**Problem statement:**
Render all of the data below as a JSON list of strings, one string per line and no blank lines. Leave the pictures out of the answer.

**Material supplied:**
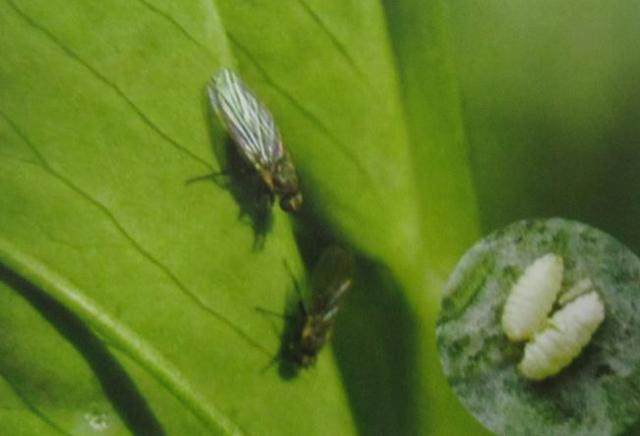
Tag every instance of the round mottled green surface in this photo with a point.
(599, 392)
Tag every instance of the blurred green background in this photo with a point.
(551, 101)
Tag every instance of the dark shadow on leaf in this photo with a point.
(374, 340)
(116, 383)
(288, 328)
(241, 180)
(375, 344)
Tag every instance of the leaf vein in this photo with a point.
(33, 408)
(334, 39)
(178, 26)
(74, 56)
(305, 112)
(197, 300)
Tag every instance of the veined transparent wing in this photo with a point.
(249, 123)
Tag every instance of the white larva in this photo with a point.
(532, 297)
(581, 287)
(569, 330)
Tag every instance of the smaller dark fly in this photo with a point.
(331, 279)
(256, 135)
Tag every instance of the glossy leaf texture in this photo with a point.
(130, 285)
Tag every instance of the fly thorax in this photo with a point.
(286, 185)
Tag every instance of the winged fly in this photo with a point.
(255, 134)
(331, 279)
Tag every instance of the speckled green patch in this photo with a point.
(599, 393)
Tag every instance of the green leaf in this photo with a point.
(382, 158)
(551, 96)
(103, 122)
(102, 126)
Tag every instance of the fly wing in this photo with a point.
(331, 279)
(249, 123)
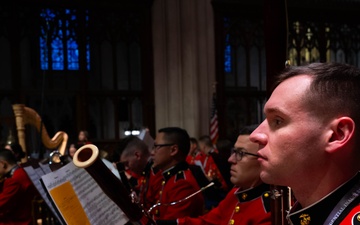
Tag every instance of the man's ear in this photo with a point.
(137, 154)
(174, 150)
(343, 130)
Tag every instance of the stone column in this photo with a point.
(184, 63)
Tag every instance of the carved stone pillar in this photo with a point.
(184, 63)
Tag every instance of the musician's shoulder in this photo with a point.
(266, 199)
(353, 217)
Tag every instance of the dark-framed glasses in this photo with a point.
(155, 146)
(239, 153)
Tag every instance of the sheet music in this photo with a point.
(80, 199)
(35, 175)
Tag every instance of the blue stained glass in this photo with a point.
(88, 55)
(57, 54)
(227, 56)
(73, 55)
(43, 54)
(63, 41)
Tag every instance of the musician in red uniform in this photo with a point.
(136, 158)
(171, 147)
(16, 193)
(248, 203)
(310, 141)
(209, 165)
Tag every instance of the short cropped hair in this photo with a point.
(178, 136)
(134, 143)
(206, 140)
(335, 88)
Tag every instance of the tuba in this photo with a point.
(87, 157)
(27, 116)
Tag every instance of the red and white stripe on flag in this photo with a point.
(214, 127)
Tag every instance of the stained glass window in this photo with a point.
(59, 47)
(227, 55)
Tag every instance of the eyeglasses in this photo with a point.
(160, 145)
(239, 153)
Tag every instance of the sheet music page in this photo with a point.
(35, 175)
(80, 199)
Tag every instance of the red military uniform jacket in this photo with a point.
(340, 207)
(240, 207)
(211, 169)
(178, 183)
(149, 186)
(16, 198)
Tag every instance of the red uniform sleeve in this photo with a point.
(176, 191)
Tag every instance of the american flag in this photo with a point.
(214, 127)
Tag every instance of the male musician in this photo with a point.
(171, 147)
(208, 161)
(16, 192)
(249, 201)
(136, 158)
(310, 142)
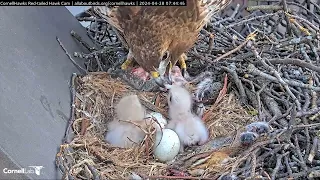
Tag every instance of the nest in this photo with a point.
(270, 54)
(95, 97)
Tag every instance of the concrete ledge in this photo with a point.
(34, 86)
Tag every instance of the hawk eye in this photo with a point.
(165, 55)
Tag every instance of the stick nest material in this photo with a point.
(96, 96)
(270, 53)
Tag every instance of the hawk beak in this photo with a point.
(160, 76)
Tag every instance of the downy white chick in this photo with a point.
(189, 127)
(126, 134)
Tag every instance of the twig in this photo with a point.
(72, 60)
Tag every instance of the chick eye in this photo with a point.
(165, 56)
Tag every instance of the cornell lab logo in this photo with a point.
(31, 170)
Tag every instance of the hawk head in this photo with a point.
(157, 36)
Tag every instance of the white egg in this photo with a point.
(161, 120)
(168, 147)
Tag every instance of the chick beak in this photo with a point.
(163, 76)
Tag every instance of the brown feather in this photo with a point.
(150, 31)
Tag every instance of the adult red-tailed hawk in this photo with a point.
(158, 36)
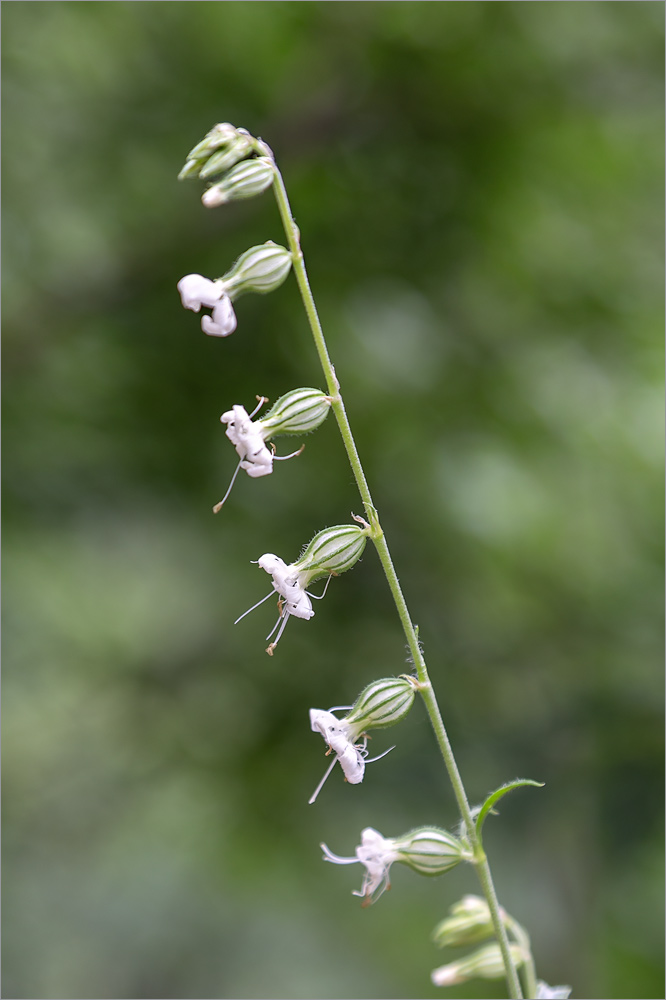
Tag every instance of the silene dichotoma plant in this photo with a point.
(235, 165)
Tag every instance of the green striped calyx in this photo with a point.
(381, 704)
(245, 180)
(469, 922)
(260, 269)
(331, 551)
(297, 412)
(430, 850)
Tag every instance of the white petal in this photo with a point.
(223, 320)
(335, 858)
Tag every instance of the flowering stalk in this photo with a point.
(479, 859)
(236, 165)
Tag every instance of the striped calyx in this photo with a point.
(297, 412)
(469, 922)
(260, 269)
(381, 704)
(430, 850)
(331, 551)
(485, 963)
(245, 180)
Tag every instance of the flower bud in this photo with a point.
(245, 180)
(468, 923)
(430, 850)
(486, 963)
(333, 550)
(297, 412)
(220, 137)
(260, 269)
(226, 157)
(381, 704)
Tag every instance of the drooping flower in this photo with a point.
(379, 705)
(427, 850)
(298, 411)
(376, 854)
(331, 551)
(197, 291)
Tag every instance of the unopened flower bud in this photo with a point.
(245, 180)
(381, 704)
(486, 963)
(220, 140)
(430, 850)
(260, 269)
(220, 135)
(297, 412)
(333, 550)
(469, 922)
(226, 157)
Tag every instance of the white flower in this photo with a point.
(340, 736)
(290, 585)
(377, 854)
(546, 992)
(249, 442)
(197, 291)
(287, 583)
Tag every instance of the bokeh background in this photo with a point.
(479, 189)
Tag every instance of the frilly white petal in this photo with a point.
(223, 320)
(197, 291)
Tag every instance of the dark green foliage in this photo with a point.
(479, 191)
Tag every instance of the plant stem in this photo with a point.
(479, 858)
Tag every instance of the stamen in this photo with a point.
(283, 458)
(218, 506)
(274, 644)
(321, 784)
(262, 400)
(254, 606)
(371, 760)
(319, 598)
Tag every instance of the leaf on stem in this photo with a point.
(495, 796)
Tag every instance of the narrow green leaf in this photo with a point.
(497, 795)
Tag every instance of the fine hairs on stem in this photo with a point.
(236, 165)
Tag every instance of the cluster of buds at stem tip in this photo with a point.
(227, 156)
(469, 922)
(485, 963)
(380, 704)
(260, 269)
(297, 412)
(331, 552)
(427, 850)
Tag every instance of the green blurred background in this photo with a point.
(479, 189)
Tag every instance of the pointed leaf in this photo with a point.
(497, 795)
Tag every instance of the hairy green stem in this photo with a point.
(479, 860)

**Solution for this problem:**
[
  "Tag every instance of the round mottled green surface in this photo with a point.",
  "(599, 392)",
  "Tag every instance of the blurred green background in this photo with a point.",
  "(551, 101)",
  "Tag every instance of the dark shadow on leaf in this photo with a point.",
  "(374, 340)",
  "(116, 383)",
  "(288, 328)",
  "(241, 180)",
  "(375, 344)",
  "Tag every instance of the leaf vein in this photo with a point.",
  "(33, 408)",
  "(334, 39)",
  "(178, 26)",
  "(74, 56)",
  "(305, 112)",
  "(197, 300)",
  "Tag every instance of the veined transparent wing in this photo with a point.",
  "(249, 123)",
  "Tag every instance of the white larva in this photo with a point.",
  "(532, 297)",
  "(581, 287)",
  "(569, 330)",
  "Tag every instance of the smaller dark fly in this photo with a point.",
  "(331, 279)",
  "(256, 135)",
  "Tag every instance of the glossy leaf texture in this photo with a point.",
  "(130, 285)",
  "Tag every instance of the fly thorax in this photo with a point.",
  "(286, 185)",
  "Tag every instance of the winged fly in this photo with a point.",
  "(255, 134)",
  "(331, 279)",
  "Tag every instance of the speckled green patch in this photo with a point.",
  "(599, 393)",
  "Tag every instance of the green leaf in this photo with a point.",
  "(382, 158)",
  "(551, 96)",
  "(103, 122)",
  "(102, 126)",
  "Tag every instance of the fly wing in this photo with a point.",
  "(331, 279)",
  "(249, 123)",
  "Tag every instance of the man's ear in this photo with a point.",
  "(137, 154)",
  "(174, 150)",
  "(343, 130)",
  "Tag every instance of the stone column in this photo with a point.",
  "(184, 63)",
  "Tag every instance of the carved stone pillar in this photo with a point.",
  "(184, 63)",
  "Tag every instance of the musician's shoulder in this photo with a point.",
  "(266, 199)",
  "(353, 217)",
  "Tag every instance of the dark-framed glasses in this photo with a point.",
  "(155, 146)",
  "(239, 153)",
  "Tag every instance of the sheet music in this photo with a point.",
  "(80, 199)",
  "(35, 175)",
  "Tag every instance of the blue stained glass in this photo with a point.",
  "(88, 55)",
  "(57, 54)",
  "(227, 56)",
  "(73, 55)",
  "(43, 54)",
  "(63, 41)",
  "Tag every instance of the musician in red uniform in this photo with a point.",
  "(136, 158)",
  "(171, 147)",
  "(16, 193)",
  "(248, 203)",
  "(310, 141)",
  "(209, 165)",
  "Tag every instance of the short cropped hair in this photo with a point.",
  "(178, 136)",
  "(134, 143)",
  "(206, 140)",
  "(335, 88)",
  "Tag every instance of the tuba in this photo with a point.",
  "(87, 157)",
  "(27, 116)",
  "Tag every instance of the red and white stripe on flag in this photo with a point.",
  "(214, 127)",
  "Tag every instance of the stained glass window in this photo with a point.",
  "(59, 47)",
  "(227, 55)",
  "Tag every instance of the eyeglasses in this photo with a point.",
  "(160, 145)",
  "(239, 153)",
  "Tag every instance of the sheet music page in this photo with a point.",
  "(35, 175)",
  "(80, 199)",
  "Tag every instance of the red military uniform jacket in this photo with a point.",
  "(340, 207)",
  "(240, 207)",
  "(211, 169)",
  "(178, 183)",
  "(149, 186)",
  "(16, 198)",
  "Tag every instance of the red uniform sleeve in this photo with a point.",
  "(176, 191)",
  "Tag every instance of the american flag in this photo with a point.",
  "(214, 127)",
  "Tag every instance of the male musician in this photo with a point.",
  "(171, 147)",
  "(208, 161)",
  "(16, 192)",
  "(249, 201)",
  "(136, 158)",
  "(310, 142)",
  "Tag every instance of the nest in this photo with a point.",
  "(270, 54)",
  "(95, 97)",
  "Tag every instance of the concrete ledge in this photo with a point.",
  "(34, 86)",
  "Tag every instance of the hawk eye in this photo with a point.",
  "(165, 55)",
  "Tag every instance of the stick nest material in this photo with a point.",
  "(96, 96)",
  "(270, 53)",
  "Tag every instance of the hawk beak in this photo with a point.",
  "(160, 76)",
  "Tag every instance of the downy white chick in this photo with a point.",
  "(189, 127)",
  "(126, 134)",
  "Tag every instance of the twig in this photo with a point.",
  "(72, 60)",
  "Tag every instance of the chick eye in this photo with a point.",
  "(165, 56)",
  "Tag every instance of the cornell lab logo in this photo with a point.",
  "(31, 170)",
  "Tag every instance of the hawk head in this photo with a point.",
  "(157, 36)",
  "Tag every instance of the white egg in this photo with a point.",
  "(161, 120)",
  "(168, 147)",
  "Tag every instance of the chick beak in this photo with a point.",
  "(163, 76)",
  "Tag every instance of the brown feather in this photo with a point.",
  "(150, 31)",
  "Tag every instance of the adult red-tailed hawk in this photo with a point.",
  "(158, 36)",
  "Tag every instance of the silene dichotoma plant in this photo with a point.",
  "(235, 165)",
  "Tag every instance of the green striped calyx in this photo with a point.",
  "(381, 704)",
  "(245, 180)",
  "(469, 922)",
  "(260, 269)",
  "(331, 551)",
  "(297, 412)",
  "(430, 850)",
  "Tag every instance of the white petal in this photo with a point.",
  "(223, 320)",
  "(335, 858)",
  "Tag every instance of the flowering stalk in this photo with a point.",
  "(479, 859)",
  "(236, 165)",
  "Tag every instance of the striped calyx in this photo with a point.",
  "(297, 412)",
  "(469, 922)",
  "(260, 269)",
  "(381, 704)",
  "(430, 850)",
  "(331, 551)",
  "(485, 963)",
  "(245, 180)",
  "Tag every instance of the flower bud in this photo with a point.",
  "(245, 180)",
  "(468, 923)",
  "(430, 850)",
  "(486, 963)",
  "(333, 550)",
  "(297, 412)",
  "(220, 137)",
  "(260, 269)",
  "(226, 157)",
  "(381, 704)",
  "Tag every instance of the drooping flower in this photo with a point.",
  "(379, 705)",
  "(427, 850)",
  "(298, 411)",
  "(376, 854)",
  "(331, 551)",
  "(197, 291)",
  "Tag every instance of the unopened flower bud in this photo with a point.",
  "(245, 180)",
  "(381, 704)",
  "(486, 963)",
  "(220, 140)",
  "(430, 850)",
  "(260, 269)",
  "(220, 135)",
  "(297, 412)",
  "(333, 550)",
  "(469, 922)",
  "(226, 157)",
  "Tag every instance of the white flower in this photo with a point.",
  "(340, 736)",
  "(290, 585)",
  "(377, 854)",
  "(546, 992)",
  "(249, 442)",
  "(197, 291)",
  "(287, 583)",
  "Tag every instance of the bokeh background in this photo with a point.",
  "(479, 189)",
  "Tag every instance of the frilly white petal in this photo with a point.",
  "(223, 320)",
  "(197, 291)",
  "Tag every instance of the dark green foliage in this photo with a point.",
  "(479, 191)",
  "Tag every instance of the plant stem in this photo with a point.",
  "(479, 858)",
  "Tag every instance of the stamen in this photo with a point.",
  "(283, 458)",
  "(218, 506)",
  "(274, 644)",
  "(321, 784)",
  "(262, 400)",
  "(254, 606)",
  "(371, 760)",
  "(319, 598)",
  "Tag every instance of the leaf on stem in this photo with a point.",
  "(495, 796)",
  "Tag every instance of the narrow green leaf in this photo with a point.",
  "(497, 795)",
  "Tag every instance of the fine hairs on stem in this photo with a point.",
  "(236, 165)",
  "Tag every instance of the cluster of buds at stem tip in this photo with a point.",
  "(227, 156)",
  "(469, 922)",
  "(485, 963)",
  "(380, 704)",
  "(260, 269)",
  "(297, 412)",
  "(331, 552)",
  "(427, 850)",
  "Tag every instance of the green blurred background in this photo with a point.",
  "(479, 189)",
  "Tag every instance of the pointed leaf in this photo with a point.",
  "(497, 795)",
  "Tag every instance of the hairy green stem in this photo with a point.",
  "(479, 860)"
]